● **Source extract**
━━━━━━━━
True and important: trade deficits are not scorecards. But under certain conditions, they’re far from benign.

March 28th, 2016 at 1:49 pm

Neil Irwin over at the NYT has apparently drawn the unenviable job of explaining what’s wrong with Trumponomics. His latest entry, on trade deficits, is framed around an important, overlooked point, but he misses some important nuances, and his conclusion re trade deficits as conditionally benign seemed pretty far off to me. As this is such an important point to my work—the economically large and persistent US trade deficits have become both a source of damaging bubbles and a steep barrier to full employment—let me elaborate. (For way more then you bargained for on the issue, see Chapter 5 in the Reconnection Agenda.)

Irwin’s point is that trade deficits are not inherently bad, nor surpluses good.

Tru dat. As long as there’s been trade, there’s been imbalanced trade, as countries invariably produce more than they consume, i.e., they’re run a trade surplus, while others, like us, will do the opposite. To somehow insist on balanced trade for all would be a huge policy mistake, one that would preclude billions of people from the reaping the benefits of trade, both as consumers and producers.

Irwin’s piece is thus a good antidote to the current trade debate, which sometimes claims not simply that trade deficits are always bad, which is false, but that trade itself is bad for America. As Paul Krugman underscores, the protectionism of today’s conservative demagogues is as ill-founded as it is predictable. When your MO is “blaming the other,” why not extend that from Muslims and immigrants to our faceless trading partners? (I’ve argued that trade agreements have become problematic and non-representative of working people both here and abroad, but that’s a different point. I’ve stressed the benefits of expanded trade, which will continue apace either way.)

But persistent deficits of the magnitude we’ve had here in the U.S. have, in fact, been highly problematic. Moreover, they are a symptom of global imbalances—a savings glut, in Ben Bernanke’s terminology—that have been, and remain, a serious problem for macro-economies across the globe. Trade deficits are not bad in a “scorecard” sense, but when they persist because they are part of a strategy of mercantilist countries to over-save, under-consume, and under-invest, big problems evolve in lots of other places.
━━━━━━━━
Point localization data
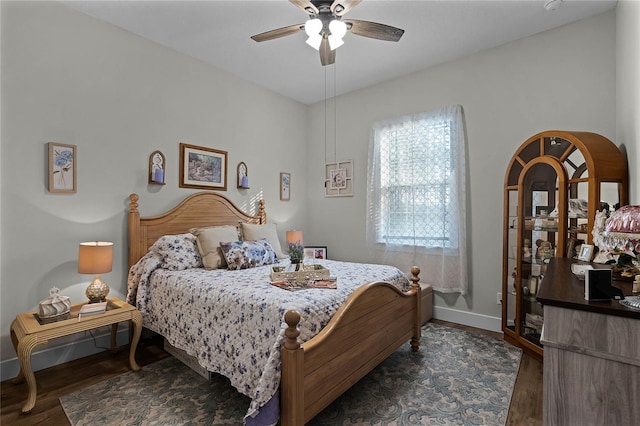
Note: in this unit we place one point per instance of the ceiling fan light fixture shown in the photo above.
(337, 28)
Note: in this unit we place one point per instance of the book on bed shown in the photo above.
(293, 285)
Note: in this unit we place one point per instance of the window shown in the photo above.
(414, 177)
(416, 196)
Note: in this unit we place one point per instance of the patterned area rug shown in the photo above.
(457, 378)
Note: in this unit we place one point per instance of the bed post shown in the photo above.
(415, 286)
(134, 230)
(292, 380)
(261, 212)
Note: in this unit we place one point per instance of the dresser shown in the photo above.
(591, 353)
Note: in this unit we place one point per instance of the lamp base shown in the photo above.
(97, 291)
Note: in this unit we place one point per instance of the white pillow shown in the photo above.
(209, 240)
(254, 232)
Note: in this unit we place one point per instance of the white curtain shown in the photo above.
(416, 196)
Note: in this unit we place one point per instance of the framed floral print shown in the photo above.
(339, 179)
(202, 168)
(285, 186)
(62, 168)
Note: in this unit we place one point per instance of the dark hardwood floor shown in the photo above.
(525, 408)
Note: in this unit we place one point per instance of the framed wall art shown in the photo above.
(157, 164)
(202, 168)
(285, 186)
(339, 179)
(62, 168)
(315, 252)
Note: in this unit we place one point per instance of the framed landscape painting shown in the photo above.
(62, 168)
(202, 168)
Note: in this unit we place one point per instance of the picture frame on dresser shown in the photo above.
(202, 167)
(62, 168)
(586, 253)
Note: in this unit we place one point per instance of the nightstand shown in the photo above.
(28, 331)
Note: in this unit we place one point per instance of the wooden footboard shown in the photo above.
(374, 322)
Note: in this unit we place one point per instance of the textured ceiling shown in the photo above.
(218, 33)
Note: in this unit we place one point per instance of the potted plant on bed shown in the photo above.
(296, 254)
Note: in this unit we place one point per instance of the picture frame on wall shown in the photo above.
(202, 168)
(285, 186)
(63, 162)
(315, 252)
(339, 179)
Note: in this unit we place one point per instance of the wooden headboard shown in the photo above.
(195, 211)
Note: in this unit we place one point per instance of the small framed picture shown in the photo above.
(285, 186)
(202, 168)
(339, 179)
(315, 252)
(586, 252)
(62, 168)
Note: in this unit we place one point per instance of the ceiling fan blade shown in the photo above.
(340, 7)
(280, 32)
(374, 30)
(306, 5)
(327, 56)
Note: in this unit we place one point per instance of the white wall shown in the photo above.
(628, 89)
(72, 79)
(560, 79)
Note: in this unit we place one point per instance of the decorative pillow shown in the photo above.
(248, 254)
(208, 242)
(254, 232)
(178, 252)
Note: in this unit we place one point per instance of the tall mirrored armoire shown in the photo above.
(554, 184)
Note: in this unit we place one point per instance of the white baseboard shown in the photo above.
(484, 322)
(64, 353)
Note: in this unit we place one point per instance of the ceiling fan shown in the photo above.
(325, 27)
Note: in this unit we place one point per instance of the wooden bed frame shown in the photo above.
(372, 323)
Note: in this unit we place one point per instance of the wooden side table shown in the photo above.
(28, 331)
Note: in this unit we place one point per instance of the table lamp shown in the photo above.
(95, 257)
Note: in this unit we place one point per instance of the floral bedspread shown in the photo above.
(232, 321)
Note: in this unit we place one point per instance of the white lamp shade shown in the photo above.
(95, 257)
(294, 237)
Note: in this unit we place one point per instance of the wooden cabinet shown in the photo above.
━━━━━━━━
● **Tasks for this exercise**
(1) Answer these questions from the post on trade deficits:
(a) What term from Ben Bernanke does the post use for global imbalances?
(b) Who does the post say underscores that the protectionism of today's conservative demagogues is ill-founded?
(c) Which chapter of the Reconnection Agenda does the post recommend for more on the issue?
(2) Rewrite the paragraph of the post on trade deficits that begins "But persistent deficits of the magnitude" as a short bulleted list, keeping its main facts.
(3) Pick up the post on trade deficits after its last sentence and continue it in the same voice.

● **Answers per task**
(1)
(a) A savings glut.
(b) Paul Krugman.
(c) Chapter 5.

(2)
- Persistent US trade deficits of their recent size have been highly problematic.
- They are a symptom of global imbalances, which Ben Bernanke called a savings glut.
- These imbalances have been, and remain, a serious problem for economies worldwide.
- Trade deficits are not bad in a "scorecard" sense.
- When they persist because mercantilist countries over-save, under-consume and under-invest, big problems develop in many other places.

(3)
The first problem with the persistent U.S. trade deficits (see figure below) is the extent to which they’ve displaced U.S. workers. This is not something economists, at least reasonable ones, disagree on (Irwin gets this too but gives it too short shrift here, I thought). It’s even in the models—“factor price equalization,” the idea that when you expand trade with low-wage countries, putting your relatively high-paid production workers into head-to-head competition with their low-paid workers, wages must fall here.

US Trade Deficit as Share of GDP

Source: BEA

Source: BEA

As displaced production workers move over to low-end service-sector jobs, the supply effect puts downward pressure on wages in that part of the job market as well. Economist Josh Bivens finds that non-college educated workers have lost around $1,800 in earnings per year through this channel. That’s a lot of money for them, and surely the root of a lot of the anger being stoked by the campaign.

What is less well understood is the impact of large, lasting trade deficits on investment flows. Neil argues that such flows can be either beneficial or harmful to deficit countries, but he fails to explain other key moving parts here that determine which of those outcomes are more likely. Here’s where the process—and the U.S. outcome shown in the figure above—gets far less benign.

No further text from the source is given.